Start of Information

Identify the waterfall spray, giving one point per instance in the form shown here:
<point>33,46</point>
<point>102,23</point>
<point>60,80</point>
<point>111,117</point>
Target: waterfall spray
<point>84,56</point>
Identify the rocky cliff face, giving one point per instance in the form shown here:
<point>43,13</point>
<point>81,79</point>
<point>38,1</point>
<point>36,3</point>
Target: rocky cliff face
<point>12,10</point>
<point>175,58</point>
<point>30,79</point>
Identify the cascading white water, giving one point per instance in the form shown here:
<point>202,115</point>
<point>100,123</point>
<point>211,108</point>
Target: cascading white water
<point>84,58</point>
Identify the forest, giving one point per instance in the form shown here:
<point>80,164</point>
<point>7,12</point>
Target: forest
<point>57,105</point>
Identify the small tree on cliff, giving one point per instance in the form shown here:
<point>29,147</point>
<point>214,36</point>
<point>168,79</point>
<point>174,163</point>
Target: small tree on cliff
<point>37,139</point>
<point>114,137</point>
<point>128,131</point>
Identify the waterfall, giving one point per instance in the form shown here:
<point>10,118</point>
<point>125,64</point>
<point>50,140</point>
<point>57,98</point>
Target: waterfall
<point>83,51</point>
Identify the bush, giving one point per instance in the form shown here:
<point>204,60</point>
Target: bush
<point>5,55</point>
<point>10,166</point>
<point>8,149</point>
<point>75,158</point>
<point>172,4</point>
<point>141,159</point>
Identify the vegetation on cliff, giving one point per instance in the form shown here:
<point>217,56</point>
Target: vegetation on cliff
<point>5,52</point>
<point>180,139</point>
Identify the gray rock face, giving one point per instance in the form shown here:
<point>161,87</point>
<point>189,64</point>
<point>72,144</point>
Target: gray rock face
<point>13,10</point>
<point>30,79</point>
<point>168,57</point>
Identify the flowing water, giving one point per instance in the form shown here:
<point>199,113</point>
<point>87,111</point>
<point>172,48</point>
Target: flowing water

End of Information

Count, in the listing above, every line that includes "flowing". The number is the whole answer.

Reply: 2